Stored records
==========
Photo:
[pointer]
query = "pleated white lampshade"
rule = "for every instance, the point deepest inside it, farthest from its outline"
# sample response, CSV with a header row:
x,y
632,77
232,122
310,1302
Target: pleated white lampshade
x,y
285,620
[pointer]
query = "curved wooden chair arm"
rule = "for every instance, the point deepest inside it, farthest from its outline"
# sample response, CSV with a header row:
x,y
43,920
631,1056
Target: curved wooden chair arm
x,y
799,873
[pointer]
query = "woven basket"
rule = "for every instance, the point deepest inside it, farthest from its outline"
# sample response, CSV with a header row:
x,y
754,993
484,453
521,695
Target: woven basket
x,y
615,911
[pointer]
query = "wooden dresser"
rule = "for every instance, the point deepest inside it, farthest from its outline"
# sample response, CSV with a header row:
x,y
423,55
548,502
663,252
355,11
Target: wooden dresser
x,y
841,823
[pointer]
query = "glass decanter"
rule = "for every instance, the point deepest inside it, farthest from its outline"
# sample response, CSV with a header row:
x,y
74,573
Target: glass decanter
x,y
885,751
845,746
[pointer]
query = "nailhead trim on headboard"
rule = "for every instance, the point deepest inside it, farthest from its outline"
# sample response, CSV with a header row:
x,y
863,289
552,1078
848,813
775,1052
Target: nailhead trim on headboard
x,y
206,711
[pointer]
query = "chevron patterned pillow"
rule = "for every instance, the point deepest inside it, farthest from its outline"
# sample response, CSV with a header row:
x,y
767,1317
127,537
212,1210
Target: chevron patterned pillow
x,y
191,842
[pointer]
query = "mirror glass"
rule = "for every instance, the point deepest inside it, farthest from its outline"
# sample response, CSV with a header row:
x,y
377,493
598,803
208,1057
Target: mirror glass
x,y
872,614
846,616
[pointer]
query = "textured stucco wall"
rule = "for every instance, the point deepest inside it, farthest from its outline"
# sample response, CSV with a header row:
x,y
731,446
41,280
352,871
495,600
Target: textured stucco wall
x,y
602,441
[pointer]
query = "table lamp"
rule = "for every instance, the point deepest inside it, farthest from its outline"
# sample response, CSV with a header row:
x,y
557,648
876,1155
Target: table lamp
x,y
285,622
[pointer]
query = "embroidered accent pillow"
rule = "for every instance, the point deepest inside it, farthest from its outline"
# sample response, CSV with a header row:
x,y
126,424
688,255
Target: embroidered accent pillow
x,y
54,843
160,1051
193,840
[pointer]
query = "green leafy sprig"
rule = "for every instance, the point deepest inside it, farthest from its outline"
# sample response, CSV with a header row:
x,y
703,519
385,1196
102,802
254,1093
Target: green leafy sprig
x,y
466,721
==========
### EXERCISE
Read the entries and select each line where the word "query" is found.

### ANSWER TO THE EXERCISE
query = "pleated white lampshade"
query = "curved wooden chair arm"
query = "woven basket"
query = "wooden dresser"
query = "glass decanter"
query = "nailhead trim on headboard"
query = "chevron patterned pillow"
query = "mirror glass"
query = "textured stucco wall"
query = "table lamp"
query = "embroidered accent pillow"
query = "green leafy sprig"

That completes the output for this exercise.